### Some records
## Begin

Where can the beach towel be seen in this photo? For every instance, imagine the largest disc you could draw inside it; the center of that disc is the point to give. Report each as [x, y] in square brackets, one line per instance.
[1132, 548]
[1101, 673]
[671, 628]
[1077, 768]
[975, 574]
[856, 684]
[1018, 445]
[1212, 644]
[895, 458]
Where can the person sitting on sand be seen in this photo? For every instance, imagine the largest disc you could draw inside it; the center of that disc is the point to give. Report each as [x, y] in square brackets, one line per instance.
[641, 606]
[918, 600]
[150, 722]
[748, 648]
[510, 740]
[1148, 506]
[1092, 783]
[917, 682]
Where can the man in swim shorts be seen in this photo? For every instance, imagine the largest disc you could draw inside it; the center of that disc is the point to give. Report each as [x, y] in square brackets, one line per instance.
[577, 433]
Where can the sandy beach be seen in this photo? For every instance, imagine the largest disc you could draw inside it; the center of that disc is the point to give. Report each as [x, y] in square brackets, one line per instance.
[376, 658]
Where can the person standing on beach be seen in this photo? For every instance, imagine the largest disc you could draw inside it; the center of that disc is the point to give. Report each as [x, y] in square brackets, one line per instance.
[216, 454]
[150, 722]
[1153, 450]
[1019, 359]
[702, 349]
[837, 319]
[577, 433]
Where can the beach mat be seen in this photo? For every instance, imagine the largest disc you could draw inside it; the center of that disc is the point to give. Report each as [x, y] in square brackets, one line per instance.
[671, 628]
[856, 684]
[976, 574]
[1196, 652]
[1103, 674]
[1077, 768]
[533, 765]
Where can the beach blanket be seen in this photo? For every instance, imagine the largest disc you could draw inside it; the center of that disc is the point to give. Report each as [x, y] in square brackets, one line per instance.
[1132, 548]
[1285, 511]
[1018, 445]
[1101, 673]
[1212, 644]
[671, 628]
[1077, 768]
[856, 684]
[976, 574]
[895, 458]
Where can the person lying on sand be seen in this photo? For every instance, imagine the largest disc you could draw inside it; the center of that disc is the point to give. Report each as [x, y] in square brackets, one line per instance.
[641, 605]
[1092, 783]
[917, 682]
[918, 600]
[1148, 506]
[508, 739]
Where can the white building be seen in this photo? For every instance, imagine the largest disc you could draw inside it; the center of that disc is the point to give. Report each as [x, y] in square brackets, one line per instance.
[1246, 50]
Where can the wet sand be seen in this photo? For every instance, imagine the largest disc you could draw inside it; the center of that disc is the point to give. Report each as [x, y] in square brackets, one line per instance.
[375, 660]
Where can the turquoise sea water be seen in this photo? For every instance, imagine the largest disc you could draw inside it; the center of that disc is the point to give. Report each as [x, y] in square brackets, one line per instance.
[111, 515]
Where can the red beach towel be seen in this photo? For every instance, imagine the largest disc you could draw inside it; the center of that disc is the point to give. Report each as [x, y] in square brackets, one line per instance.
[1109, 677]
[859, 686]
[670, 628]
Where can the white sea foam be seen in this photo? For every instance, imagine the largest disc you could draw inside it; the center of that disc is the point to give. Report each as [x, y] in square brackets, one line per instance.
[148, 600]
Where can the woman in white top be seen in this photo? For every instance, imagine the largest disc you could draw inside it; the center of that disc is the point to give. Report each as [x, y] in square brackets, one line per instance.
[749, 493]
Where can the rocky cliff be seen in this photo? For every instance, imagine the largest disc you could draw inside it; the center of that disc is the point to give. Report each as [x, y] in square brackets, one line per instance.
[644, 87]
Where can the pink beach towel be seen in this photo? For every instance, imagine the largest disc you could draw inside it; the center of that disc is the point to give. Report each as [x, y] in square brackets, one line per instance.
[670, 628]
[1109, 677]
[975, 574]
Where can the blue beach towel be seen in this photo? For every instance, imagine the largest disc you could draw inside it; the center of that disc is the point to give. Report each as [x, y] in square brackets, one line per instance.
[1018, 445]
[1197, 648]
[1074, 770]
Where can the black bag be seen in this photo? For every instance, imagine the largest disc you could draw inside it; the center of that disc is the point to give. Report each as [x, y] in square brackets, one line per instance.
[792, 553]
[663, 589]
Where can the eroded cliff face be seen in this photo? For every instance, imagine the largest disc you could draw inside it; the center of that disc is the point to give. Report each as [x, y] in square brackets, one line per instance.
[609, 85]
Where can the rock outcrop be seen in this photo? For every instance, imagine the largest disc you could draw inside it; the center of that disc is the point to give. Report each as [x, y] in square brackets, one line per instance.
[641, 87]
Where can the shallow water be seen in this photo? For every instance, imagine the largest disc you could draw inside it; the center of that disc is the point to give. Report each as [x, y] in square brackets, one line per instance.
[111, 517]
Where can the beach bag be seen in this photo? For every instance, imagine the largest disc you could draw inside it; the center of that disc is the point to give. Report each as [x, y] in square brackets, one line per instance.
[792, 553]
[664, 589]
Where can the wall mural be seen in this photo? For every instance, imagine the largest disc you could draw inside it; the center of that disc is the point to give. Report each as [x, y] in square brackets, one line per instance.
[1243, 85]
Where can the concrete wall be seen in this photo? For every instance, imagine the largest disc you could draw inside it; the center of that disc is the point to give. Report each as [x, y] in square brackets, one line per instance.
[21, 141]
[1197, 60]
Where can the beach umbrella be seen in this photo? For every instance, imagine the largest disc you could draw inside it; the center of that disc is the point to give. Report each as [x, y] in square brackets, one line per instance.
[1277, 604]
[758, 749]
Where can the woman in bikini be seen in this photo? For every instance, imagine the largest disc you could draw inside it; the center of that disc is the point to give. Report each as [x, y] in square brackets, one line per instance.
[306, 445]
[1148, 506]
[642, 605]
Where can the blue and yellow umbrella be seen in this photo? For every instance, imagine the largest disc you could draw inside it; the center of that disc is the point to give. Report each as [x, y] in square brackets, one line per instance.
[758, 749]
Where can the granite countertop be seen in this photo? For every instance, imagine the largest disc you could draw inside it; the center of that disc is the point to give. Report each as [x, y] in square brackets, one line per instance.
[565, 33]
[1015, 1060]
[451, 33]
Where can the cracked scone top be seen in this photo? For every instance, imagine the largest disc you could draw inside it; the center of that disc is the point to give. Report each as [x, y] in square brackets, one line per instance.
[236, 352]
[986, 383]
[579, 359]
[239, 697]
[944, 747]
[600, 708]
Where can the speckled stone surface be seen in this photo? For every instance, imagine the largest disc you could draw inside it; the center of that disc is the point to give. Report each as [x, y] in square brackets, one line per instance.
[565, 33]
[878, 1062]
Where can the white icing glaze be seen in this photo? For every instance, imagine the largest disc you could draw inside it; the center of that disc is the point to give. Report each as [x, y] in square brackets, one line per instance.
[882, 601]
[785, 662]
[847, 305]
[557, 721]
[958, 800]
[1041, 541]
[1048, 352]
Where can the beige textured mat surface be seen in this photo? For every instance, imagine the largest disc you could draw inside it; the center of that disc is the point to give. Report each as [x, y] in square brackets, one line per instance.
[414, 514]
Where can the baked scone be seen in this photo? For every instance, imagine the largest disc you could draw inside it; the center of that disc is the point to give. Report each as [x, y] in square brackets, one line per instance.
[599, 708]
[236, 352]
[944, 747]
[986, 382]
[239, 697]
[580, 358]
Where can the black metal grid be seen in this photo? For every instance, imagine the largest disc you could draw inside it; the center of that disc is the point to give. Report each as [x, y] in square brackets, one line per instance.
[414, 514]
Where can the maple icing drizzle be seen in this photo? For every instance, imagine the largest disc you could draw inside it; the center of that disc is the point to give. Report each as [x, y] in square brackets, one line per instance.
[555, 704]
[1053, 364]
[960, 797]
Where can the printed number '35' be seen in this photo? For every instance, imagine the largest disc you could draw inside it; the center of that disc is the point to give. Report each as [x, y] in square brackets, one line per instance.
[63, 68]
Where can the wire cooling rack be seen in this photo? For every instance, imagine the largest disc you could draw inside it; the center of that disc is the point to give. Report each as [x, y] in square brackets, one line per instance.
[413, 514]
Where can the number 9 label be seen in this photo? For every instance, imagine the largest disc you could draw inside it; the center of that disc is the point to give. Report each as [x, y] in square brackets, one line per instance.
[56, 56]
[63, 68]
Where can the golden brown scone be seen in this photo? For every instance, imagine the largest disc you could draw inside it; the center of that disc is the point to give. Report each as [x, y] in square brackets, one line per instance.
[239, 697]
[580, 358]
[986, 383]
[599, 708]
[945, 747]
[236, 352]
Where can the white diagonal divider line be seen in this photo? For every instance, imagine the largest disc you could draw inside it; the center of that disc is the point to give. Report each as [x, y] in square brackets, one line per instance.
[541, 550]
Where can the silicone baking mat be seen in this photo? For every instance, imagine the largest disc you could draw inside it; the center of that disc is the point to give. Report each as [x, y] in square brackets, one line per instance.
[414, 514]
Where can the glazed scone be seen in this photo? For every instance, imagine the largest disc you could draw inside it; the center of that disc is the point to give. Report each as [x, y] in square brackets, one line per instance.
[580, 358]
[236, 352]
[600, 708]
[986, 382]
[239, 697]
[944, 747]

## End

### WHAT TO PRODUCE
In the lines running from the one that contains "Where can the turquoise" through the one that contains "[1074, 770]", inclusive, substitute "bath towel" for "beach towel" and change nothing else. Give back only those lines.

### TASK RESULT
Where can the turquoise sea water be seen in this photo? For every instance, imagine the largest disc you could draw inside it; the center of that disc is the point to give. Report each as [x, y] in square brackets, one line per instance.
[111, 515]
Where can the red bath towel be seen in this photo? For every instance, imagine the largest disc you could draw inside it; the center of that disc is the point to give. Report each as [x, y] in square brackets, one line per instance.
[1109, 677]
[859, 686]
[670, 628]
Where can the white sea foam be seen in this photo? For every instance, imagine the largest disc you could draw inside it; the center of that disc is the point to give. Report each as [x, y] in square brackets, one line per instance.
[148, 600]
Where can the woman in white top be seen in this photo? For every instance, imagine the largest disc you could draw inside it; the center of that disc is the point to give. Report each as [x, y] in square brackets, one line per instance.
[749, 493]
Where can the rocky cliff be seen in this photo? For every instance, imagine the largest disc you could draw inside it; the center of that disc is the point to give. Report each as [x, y] in square brackets, one line per instance.
[644, 87]
Where can the pink bath towel be seen in this photo? For every instance, imagine the largest disc you could draw inside it; the center of that disc is the point to give. Report each as [x, y] in square brackets, one line per instance.
[670, 628]
[1109, 677]
[975, 574]
Where can the blue bath towel be seen in this photo? For every instance, imagine the largest disc you could draw inside it; the center of that disc is the point to give. Report each as [x, y] in square brackets, one line per instance.
[1018, 445]
[1197, 648]
[1074, 770]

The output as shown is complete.